* [Input for this task]:
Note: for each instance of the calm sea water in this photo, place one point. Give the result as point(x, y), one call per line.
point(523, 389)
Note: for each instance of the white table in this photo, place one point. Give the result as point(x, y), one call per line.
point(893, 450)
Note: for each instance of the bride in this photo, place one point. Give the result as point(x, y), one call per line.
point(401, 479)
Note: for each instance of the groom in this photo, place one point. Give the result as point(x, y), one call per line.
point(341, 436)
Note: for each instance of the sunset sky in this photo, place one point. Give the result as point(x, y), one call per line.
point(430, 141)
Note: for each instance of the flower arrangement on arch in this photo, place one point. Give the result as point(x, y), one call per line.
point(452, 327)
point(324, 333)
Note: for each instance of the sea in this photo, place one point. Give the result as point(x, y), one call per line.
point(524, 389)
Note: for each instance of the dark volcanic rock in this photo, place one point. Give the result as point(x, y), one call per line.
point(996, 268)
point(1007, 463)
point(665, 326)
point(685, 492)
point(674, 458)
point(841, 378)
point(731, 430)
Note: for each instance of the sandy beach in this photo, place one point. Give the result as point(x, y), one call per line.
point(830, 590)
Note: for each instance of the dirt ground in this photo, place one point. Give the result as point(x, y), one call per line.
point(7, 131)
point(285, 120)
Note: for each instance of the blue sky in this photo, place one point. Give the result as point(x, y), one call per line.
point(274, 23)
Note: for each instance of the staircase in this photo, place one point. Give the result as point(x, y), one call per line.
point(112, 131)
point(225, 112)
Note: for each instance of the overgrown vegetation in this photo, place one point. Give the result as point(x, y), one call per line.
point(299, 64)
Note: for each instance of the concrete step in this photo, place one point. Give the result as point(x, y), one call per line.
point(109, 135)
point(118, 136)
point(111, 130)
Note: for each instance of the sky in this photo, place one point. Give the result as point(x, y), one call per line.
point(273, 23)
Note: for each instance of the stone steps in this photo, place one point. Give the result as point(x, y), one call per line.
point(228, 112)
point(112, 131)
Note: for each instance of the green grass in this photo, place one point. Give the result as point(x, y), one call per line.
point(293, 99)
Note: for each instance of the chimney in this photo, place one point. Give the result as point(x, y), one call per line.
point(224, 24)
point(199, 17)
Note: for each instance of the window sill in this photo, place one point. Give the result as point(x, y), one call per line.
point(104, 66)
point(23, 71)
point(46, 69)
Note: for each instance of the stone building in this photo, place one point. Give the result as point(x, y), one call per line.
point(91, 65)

* [Problem requirements]: Output all entries again exactly; no line may be altered.

* [Response to the exercise]:
Note: for each instance of the calm sea water in this photo, place one point. Give the result as point(x, y), one call per line.
point(523, 389)
Note: for each instance of the white table in this photo, place one point. Give the result as point(x, y), one call per line.
point(893, 450)
Note: for each instance of the bride in this photo, place one point. Give the result as point(x, y), one call per line.
point(401, 479)
Note: for each instance of the groom in this photo, place one point. Give the result as point(x, y), one call per line.
point(341, 436)
Note: for each instance of the sunset sky in this photo, place one point. Give the result as point(x, y), one call per line.
point(430, 141)
Note: for each instance of the flower arrangement on arch in this photo, place one point. Give the result as point(x, y), one call per line.
point(452, 327)
point(324, 333)
Note: for each instance of the sea in this photo, place one point. Give the result as point(x, y), one call per line.
point(524, 389)
Note: for each instance of the dark volcanic rock in this photo, place one point. Give the result as point(x, y), one call per line.
point(996, 268)
point(1007, 463)
point(665, 326)
point(685, 492)
point(674, 458)
point(841, 378)
point(731, 430)
Note: for each instance of the sandy beach in this photo, place one point. Give the result as point(x, y), one call per line.
point(830, 590)
Note: for each instance of the dirt ground in this photo, place one point. Give the result as point(x, y), one call per line.
point(7, 131)
point(285, 120)
Note: for each instance of the blue sky in this photo, place one point. Give the result as point(x, y), one call per line.
point(274, 23)
Note: for each instance of the staircase in this photo, place one point. Give the result as point(x, y), one call per line.
point(112, 131)
point(225, 112)
Note: for each instance of the overgrown vegetation in this photo, place one point. Give the result as point(x, y), one call per line.
point(299, 64)
Note: for each instance of the concrete step in this photo, place one point. Give the result as point(x, y), one call per line.
point(109, 135)
point(118, 136)
point(111, 130)
Note: for each instance of the sky in this photo, place one point. Give the result as point(x, y), one call per line.
point(273, 23)
Note: for each instance of the stone steps in this photo, place one point. Give the result as point(x, y), one call per line.
point(228, 112)
point(112, 131)
Note: for each instance of the green grass in this photo, place one point. Give the result as point(x, y), one call per line.
point(293, 99)
Note: for each instance of the chimney in this photo, place one point. Give the result as point(x, y), one call per line.
point(224, 24)
point(199, 17)
Note: for each instance of the window sill in this photo, place one point. Give the result as point(x, y), one call per line.
point(104, 66)
point(23, 71)
point(46, 69)
Note: for each instance of the stone building in this photo, place one point. Give the result as point(x, y), one call per line.
point(91, 65)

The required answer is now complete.